He had reason to get angry when he felt abandoned, she said.

Chapdelaine was 3 years old when a question about his paternity split up his parents. He and his brother were placed in foster care, she said. At some point his father returned to picked up his brother but left him behind.

From the age of 7, he was raised by foster parents.

That might explain why Chapdelaine would risk his liberty if he couldn't see his children. "He loved his kids. His daughter is devastated by this," Carl said.

Chapdelaine, who attended South Catholic High School and earned a GED in 1991, was no stranger to Hartford-area police. His record of at least a dozen convictions, mostly on family-violence related offenses and probation violations, dates to 1986.

But he seemed to settle down in the mid-1990s and earned a reputation as a reliable appliance delivery man, first at Sears, then at Bernie's.

Still, Spears said, when the polite, soft-spoken, hard-working man drank, he could get loud and nasty.

His troubles, his attorneys say, picked up in 2005 when he and his daughter's mother, Helen Ramirez, split up. At the time, he was living in a house in East Hartford, which he sold that October.

"Ramirez didn't want Chapdelaine to go to jail, but she wanted to be left alone," said Spears, who saw his client arrested four times over a five-month period, beginning in June.

At the time, he and Ramirez were battling in Superior Court over child support, with each party ordered to stay away from the other.

Chapdelaine found himself caught between violating a criminal restraining order and seeing his daughter. He chose the latter. Both he and Ramirez violated the "no contact" order when they met in the parking lot of the Food Bag in Wethersfield, where he picked up his daughter. When he returned the girl to her home, in April 2006, a Wethersfield police officer arrested him for violating the restraining order.

As Chapdelaine was being booked, his cellphone rang, according to the police officer's report. Ramirez was on the phone trying to arrange another visit for their daughter. Chapdelaine handed the phone to the officer, who warned Ramirez that the no-contact order also applied to her. She then became argumentative, telling the officer "when it came to her daughter she didn't care what the order said," according to the officer's report.

Last year Chapdelaine was facing prison when he met Hartford attorney William Horan, whom he had hired after firing Spears. He had violated his probation four times in Hartford and Wethersfield, and his cases were consolidated at Superior Court in New Britain.

"It didn't take much to get him violated [status]," Horan said. "I thought the cases themselves were pretty weak."

Horan negotiated a deal with prosecutors: 90 days in prison and three years of probation. Chapdelaine rejected that deal, fired Horan and returned to Spears.

Horan never saw Chapdelaine as a possible killer. He was the guy who politely fired him over the telephone. He said he had to read the newspaper story about his death three times because he couldn't believe it was the man he affectionately called "Chappy."

THE YOUNG WOMAN

After selling his East Hartford home, Chapdelaine moved to Bolton Street, where he began a relationship with Williams, the daughter of his neighbor, feisty and young enough to be his own daughter.

EXERCISE REQUIREMENTS:
1: From the article, extract the passage that begins at the words "Chapdelaine, who attended" and stops after the words "dates to 1986.".
2: Answer these questions using the article:
(a) From what age was Chapdelaine raised by foster parents?
(b) At which two stores did he work as an appliance delivery man?
(c) What deal did Horan negotiate with prosecutors?

DATA:
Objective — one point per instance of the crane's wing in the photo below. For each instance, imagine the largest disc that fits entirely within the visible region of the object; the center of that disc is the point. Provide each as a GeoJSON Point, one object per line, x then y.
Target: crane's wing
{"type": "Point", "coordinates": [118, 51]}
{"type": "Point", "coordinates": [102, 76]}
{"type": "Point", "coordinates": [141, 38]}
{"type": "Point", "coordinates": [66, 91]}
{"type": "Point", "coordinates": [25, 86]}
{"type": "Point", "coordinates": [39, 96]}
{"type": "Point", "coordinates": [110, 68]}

SOLUTIONS TO THE PROBLEMS:
1:
Chapdelaine, who attended South Catholic High School and earned a GED in 1991, was no stranger to Hartford-area police. His record of at least a dozen convictions, mostly on family-violence related offenses and probation violations, dates to 1986.

2:
(a) From the age of 7.
(b) First at Sears, then at Bernie's.
(c) 90 days in prison and three years of probation.